Aim
Copy every record word for word.
=====
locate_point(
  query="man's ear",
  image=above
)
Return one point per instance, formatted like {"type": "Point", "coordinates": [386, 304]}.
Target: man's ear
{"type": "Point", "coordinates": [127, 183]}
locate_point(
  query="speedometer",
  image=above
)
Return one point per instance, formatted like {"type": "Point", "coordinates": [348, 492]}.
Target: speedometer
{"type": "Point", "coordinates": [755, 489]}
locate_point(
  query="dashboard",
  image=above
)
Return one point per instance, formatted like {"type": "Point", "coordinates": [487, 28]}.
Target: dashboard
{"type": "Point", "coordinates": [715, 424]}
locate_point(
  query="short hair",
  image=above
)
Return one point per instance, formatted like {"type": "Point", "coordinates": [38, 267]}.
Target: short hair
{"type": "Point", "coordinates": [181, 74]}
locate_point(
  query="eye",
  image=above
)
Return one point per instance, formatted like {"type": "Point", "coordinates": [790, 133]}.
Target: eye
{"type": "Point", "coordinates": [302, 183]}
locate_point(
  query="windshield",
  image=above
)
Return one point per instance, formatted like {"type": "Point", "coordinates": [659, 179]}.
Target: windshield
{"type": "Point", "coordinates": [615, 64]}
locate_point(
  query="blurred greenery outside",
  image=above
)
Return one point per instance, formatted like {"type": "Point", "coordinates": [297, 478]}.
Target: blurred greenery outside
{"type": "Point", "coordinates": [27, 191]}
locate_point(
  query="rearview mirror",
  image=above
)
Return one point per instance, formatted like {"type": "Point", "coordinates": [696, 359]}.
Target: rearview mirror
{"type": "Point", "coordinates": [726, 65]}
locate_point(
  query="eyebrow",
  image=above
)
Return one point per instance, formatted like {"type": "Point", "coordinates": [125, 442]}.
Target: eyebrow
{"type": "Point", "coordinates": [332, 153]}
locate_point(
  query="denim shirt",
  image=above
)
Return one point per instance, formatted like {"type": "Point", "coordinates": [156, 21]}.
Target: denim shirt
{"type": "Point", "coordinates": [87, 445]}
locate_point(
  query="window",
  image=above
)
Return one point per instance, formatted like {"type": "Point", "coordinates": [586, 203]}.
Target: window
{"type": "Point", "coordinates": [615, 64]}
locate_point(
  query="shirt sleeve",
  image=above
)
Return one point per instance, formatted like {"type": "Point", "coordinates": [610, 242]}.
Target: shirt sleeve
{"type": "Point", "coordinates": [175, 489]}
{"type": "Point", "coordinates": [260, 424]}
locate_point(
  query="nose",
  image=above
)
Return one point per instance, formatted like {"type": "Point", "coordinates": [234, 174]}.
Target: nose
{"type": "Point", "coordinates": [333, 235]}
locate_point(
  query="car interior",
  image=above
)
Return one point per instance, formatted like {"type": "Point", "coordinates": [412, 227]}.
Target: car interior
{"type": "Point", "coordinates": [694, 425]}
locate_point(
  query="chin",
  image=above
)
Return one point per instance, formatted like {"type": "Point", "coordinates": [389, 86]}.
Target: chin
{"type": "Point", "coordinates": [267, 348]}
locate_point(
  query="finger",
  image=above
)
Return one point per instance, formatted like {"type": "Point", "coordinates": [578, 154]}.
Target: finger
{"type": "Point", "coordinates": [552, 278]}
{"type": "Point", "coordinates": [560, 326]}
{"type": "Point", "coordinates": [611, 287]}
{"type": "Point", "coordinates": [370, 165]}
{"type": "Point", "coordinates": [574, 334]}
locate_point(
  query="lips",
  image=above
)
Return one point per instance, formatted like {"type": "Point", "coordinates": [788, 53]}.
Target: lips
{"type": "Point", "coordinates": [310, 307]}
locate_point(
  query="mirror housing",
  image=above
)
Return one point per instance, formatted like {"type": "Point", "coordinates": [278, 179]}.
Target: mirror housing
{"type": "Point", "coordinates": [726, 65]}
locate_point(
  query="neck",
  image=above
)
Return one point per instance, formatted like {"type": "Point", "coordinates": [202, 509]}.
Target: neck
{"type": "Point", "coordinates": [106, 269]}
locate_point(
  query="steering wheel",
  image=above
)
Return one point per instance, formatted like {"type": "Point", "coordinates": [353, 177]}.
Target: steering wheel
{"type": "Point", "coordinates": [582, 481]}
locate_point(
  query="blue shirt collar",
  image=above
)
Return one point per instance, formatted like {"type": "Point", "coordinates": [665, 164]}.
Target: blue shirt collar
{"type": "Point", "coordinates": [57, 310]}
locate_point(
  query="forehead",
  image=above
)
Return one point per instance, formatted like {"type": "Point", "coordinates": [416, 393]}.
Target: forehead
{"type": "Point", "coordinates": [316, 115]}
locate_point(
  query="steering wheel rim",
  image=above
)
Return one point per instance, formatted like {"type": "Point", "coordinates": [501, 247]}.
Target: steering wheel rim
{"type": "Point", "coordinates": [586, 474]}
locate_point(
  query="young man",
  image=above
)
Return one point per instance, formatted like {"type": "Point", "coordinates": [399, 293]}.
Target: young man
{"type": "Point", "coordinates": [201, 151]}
=====
Solved exercise
locate_point(
  query="man's ear",
  image=above
)
Return one point per instance, formatted like {"type": "Point", "coordinates": [386, 304]}.
Target: man's ear
{"type": "Point", "coordinates": [127, 183]}
locate_point(
  query="speedometer",
  image=above
)
Return one point per instance, formatted like {"type": "Point", "coordinates": [348, 492]}.
Target: speedometer
{"type": "Point", "coordinates": [755, 489]}
locate_point(
  query="dashboard",
  image=above
)
Return one point per instance, formatted like {"type": "Point", "coordinates": [487, 28]}.
Target: dashboard
{"type": "Point", "coordinates": [715, 424]}
locate_point(
  query="short hair",
  image=above
)
Return one point per instance, formatted like {"type": "Point", "coordinates": [38, 267]}.
Target: short hair
{"type": "Point", "coordinates": [181, 74]}
locate_point(
  query="eye",
  image=above
)
Return one point per instance, formatted like {"type": "Point", "coordinates": [790, 133]}.
Target: eye
{"type": "Point", "coordinates": [302, 183]}
locate_point(
  query="windshield",
  image=above
)
Return one point per instance, formatted like {"type": "Point", "coordinates": [659, 179]}.
Target: windshield
{"type": "Point", "coordinates": [615, 64]}
locate_point(
  query="blurred greenery outside",
  image=above
)
Return one point per instance, formatted like {"type": "Point", "coordinates": [297, 478]}.
Target: blurred greenery outside
{"type": "Point", "coordinates": [27, 191]}
locate_point(
  query="rearview mirror",
  image=above
)
Return one point per instance, formatted like {"type": "Point", "coordinates": [696, 359]}.
Target: rearview mirror
{"type": "Point", "coordinates": [726, 65]}
locate_point(
  query="eyebrow",
  image=above
)
Return one point per instance, formatted like {"type": "Point", "coordinates": [125, 442]}.
Target: eyebrow
{"type": "Point", "coordinates": [332, 153]}
locate_point(
  query="denim shirt",
  image=above
)
Return one point per instance, formatted like {"type": "Point", "coordinates": [156, 21]}.
Target: denim shirt
{"type": "Point", "coordinates": [87, 445]}
locate_point(
  query="window",
  image=above
)
Return one point per instance, formatted like {"type": "Point", "coordinates": [586, 203]}.
Target: window
{"type": "Point", "coordinates": [615, 64]}
locate_point(
  query="shirt sleeve",
  image=above
)
Return one point per instance, formatted like {"type": "Point", "coordinates": [610, 242]}.
Target: shirt sleeve
{"type": "Point", "coordinates": [175, 489]}
{"type": "Point", "coordinates": [260, 424]}
locate_point(
  query="nose",
  image=above
)
Return one point per instance, formatted like {"type": "Point", "coordinates": [234, 174]}.
Target: nose
{"type": "Point", "coordinates": [333, 235]}
locate_point(
  query="car interior",
  image=above
)
Return one point per instance, formatted like {"type": "Point", "coordinates": [412, 227]}.
Target: car interior
{"type": "Point", "coordinates": [694, 425]}
locate_point(
  query="chin",
  image=above
)
Return one point per instance, formatted like {"type": "Point", "coordinates": [389, 86]}.
Target: chin
{"type": "Point", "coordinates": [267, 348]}
locate_point(
  query="finger",
  image=above
)
Return one point per instance, formatted like {"type": "Point", "coordinates": [578, 154]}.
Target: finger
{"type": "Point", "coordinates": [552, 278]}
{"type": "Point", "coordinates": [560, 326]}
{"type": "Point", "coordinates": [611, 287]}
{"type": "Point", "coordinates": [370, 165]}
{"type": "Point", "coordinates": [574, 334]}
locate_point(
  query="lips",
  image=above
)
Return one point per instance, formatted like {"type": "Point", "coordinates": [788, 53]}.
Target: lips
{"type": "Point", "coordinates": [310, 307]}
locate_point(
  query="mirror housing",
  image=above
)
Return one point per instance, formatted like {"type": "Point", "coordinates": [278, 179]}.
Target: mirror housing
{"type": "Point", "coordinates": [726, 65]}
locate_point(
  query="neck",
  image=above
)
Return one point per instance, formatted like {"type": "Point", "coordinates": [202, 509]}.
Target: neck
{"type": "Point", "coordinates": [106, 269]}
locate_point(
  query="steering wheel",
  image=above
)
Return one point per instance, formatted like {"type": "Point", "coordinates": [353, 177]}.
Target: steering wheel
{"type": "Point", "coordinates": [582, 481]}
locate_point(
  query="blue shirt collar",
  image=above
)
Return one point per instance, formatted like {"type": "Point", "coordinates": [665, 164]}.
Target: blue shirt collar
{"type": "Point", "coordinates": [57, 310]}
locate_point(
  query="forehead",
  image=above
)
Return one point per instance, formatted like {"type": "Point", "coordinates": [416, 393]}.
Target: forehead
{"type": "Point", "coordinates": [316, 115]}
locate_point(
  query="steering wheel rim",
  image=above
)
Return one point per instance, formatted like {"type": "Point", "coordinates": [501, 247]}.
Target: steering wheel rim
{"type": "Point", "coordinates": [586, 474]}
locate_point(
  query="young man",
  image=above
)
Return one point per instance, formatted like {"type": "Point", "coordinates": [399, 293]}.
Target: young man
{"type": "Point", "coordinates": [201, 151]}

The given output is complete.